- What to work on
Can you retype only the lines from the one with "[trace] shadow on table" through the final line of the material, exactly as given?

==== Available records ====

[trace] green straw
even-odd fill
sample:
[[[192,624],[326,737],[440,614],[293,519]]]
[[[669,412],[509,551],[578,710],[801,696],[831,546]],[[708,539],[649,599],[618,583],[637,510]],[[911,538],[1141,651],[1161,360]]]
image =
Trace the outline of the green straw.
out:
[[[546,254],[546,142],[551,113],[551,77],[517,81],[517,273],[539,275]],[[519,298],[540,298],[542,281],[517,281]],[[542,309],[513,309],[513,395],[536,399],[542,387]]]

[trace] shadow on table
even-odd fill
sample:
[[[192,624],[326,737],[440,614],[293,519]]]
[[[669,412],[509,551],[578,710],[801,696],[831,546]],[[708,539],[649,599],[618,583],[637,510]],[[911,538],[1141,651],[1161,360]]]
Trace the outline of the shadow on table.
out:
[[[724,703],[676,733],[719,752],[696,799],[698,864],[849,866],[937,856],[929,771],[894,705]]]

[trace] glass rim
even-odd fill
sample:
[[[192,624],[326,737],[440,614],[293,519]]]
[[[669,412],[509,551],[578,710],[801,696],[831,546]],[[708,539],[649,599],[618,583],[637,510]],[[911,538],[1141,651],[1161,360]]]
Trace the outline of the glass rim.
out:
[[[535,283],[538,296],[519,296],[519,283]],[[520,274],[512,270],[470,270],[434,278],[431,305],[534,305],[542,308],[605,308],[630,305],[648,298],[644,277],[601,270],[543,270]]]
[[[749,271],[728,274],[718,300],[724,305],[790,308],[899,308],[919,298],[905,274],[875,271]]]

====

- Task answer
[trace] shadow on table
even-odd fill
sample:
[[[192,624],[326,737],[440,614],[293,519]]]
[[[669,412],[509,551],[578,710],[801,696],[831,546]],[[708,539],[649,599],[618,583],[637,510]],[[911,538],[1141,651],[1161,360]]]
Trace the outline of the shadow on table.
out:
[[[724,703],[676,733],[719,752],[696,799],[698,864],[849,866],[937,856],[929,771],[894,705]]]

[trace] glass rim
even-odd fill
sample:
[[[192,624],[326,737],[440,614],[293,519]]]
[[[669,412],[509,551],[578,710],[801,696],[831,546]],[[708,539],[649,599],[618,583],[637,510]],[[911,538],[1141,651],[1161,360]]]
Trace the outline of the glass rim.
out:
[[[535,283],[538,296],[519,296],[519,283]],[[520,274],[512,270],[470,270],[434,278],[431,305],[534,305],[542,308],[605,308],[630,305],[648,298],[644,277],[601,270],[543,270]]]
[[[749,271],[728,274],[718,300],[724,305],[790,308],[899,308],[919,298],[905,274],[875,271]]]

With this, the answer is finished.